§ Work request: Find the string "link" in the listing and report every line that has it.

§ Provided records:
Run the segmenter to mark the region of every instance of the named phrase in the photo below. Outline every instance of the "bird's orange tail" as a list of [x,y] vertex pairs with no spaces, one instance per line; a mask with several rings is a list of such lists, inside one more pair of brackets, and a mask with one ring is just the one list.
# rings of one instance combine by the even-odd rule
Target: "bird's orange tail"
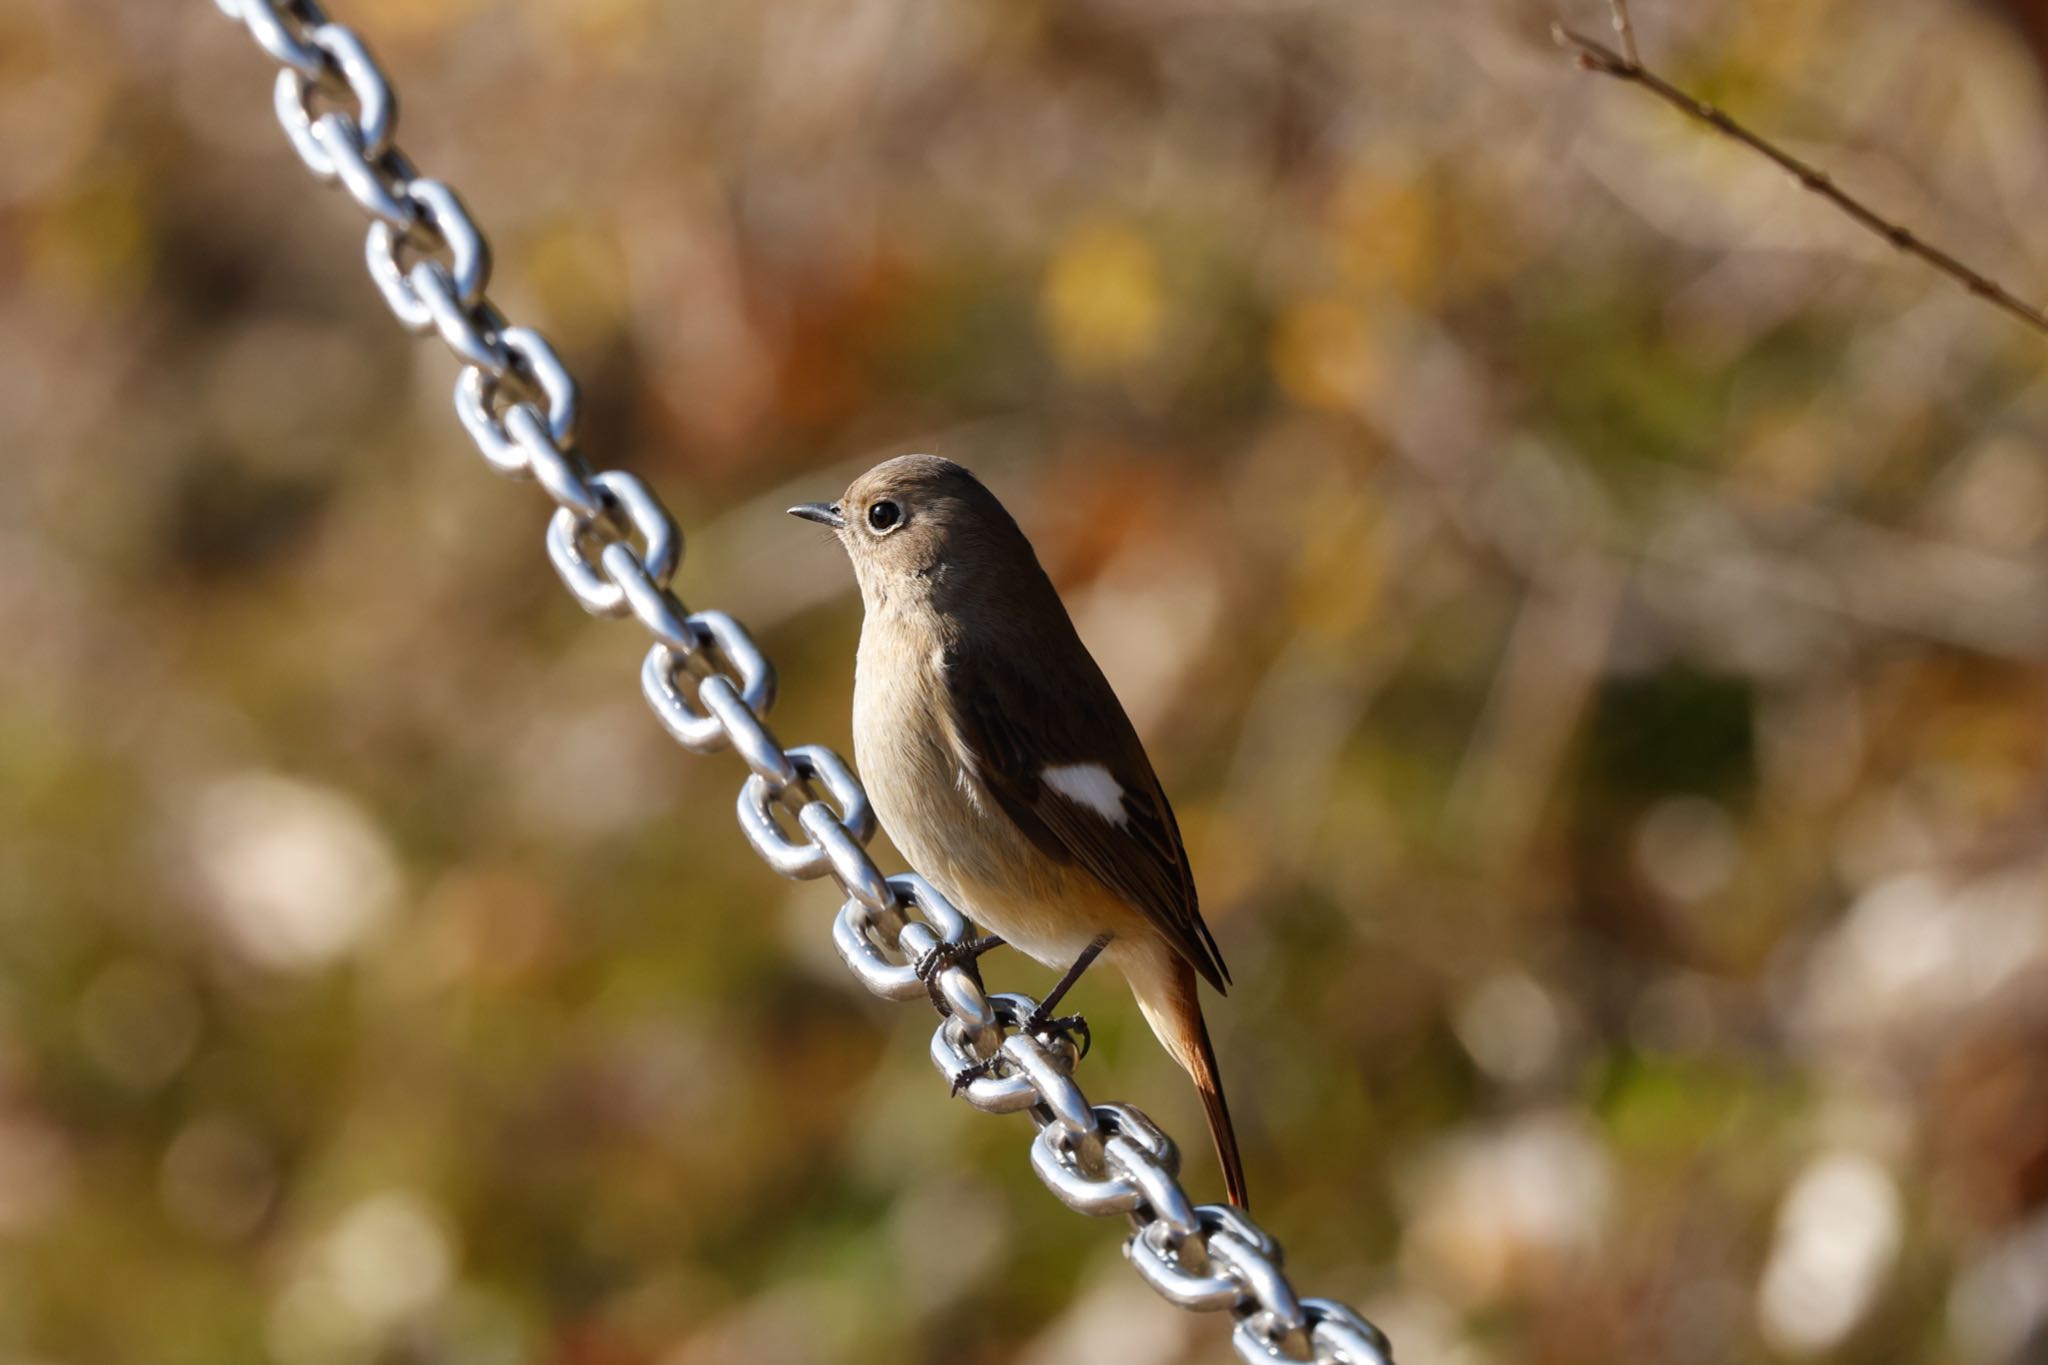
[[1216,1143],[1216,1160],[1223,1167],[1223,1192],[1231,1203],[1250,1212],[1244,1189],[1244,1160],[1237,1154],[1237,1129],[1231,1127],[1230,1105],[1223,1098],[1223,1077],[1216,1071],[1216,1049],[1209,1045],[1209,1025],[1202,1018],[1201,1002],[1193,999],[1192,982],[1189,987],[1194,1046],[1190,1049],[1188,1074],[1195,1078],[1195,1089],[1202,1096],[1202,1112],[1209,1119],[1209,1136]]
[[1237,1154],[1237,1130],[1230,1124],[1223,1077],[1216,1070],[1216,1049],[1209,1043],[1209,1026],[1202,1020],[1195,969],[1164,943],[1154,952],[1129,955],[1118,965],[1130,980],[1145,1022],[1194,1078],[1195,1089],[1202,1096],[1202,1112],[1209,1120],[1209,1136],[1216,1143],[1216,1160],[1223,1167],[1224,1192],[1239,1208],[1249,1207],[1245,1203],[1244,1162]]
* * *
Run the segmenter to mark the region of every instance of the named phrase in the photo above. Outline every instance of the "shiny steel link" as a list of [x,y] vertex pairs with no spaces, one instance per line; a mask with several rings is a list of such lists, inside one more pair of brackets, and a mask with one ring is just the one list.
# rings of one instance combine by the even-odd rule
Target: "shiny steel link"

§ Response box:
Run the segmenter to mark the region of every instance of the named phrase in the photo above. Outline every instance of the "shiny steel link" as a list of [x,y] vertex pairs with no spaces, one instance per line; a mask with several rings is a list of such lists, inside one more pair of brackets, and a mask with one ring is just the one list.
Target: "shiny steel link"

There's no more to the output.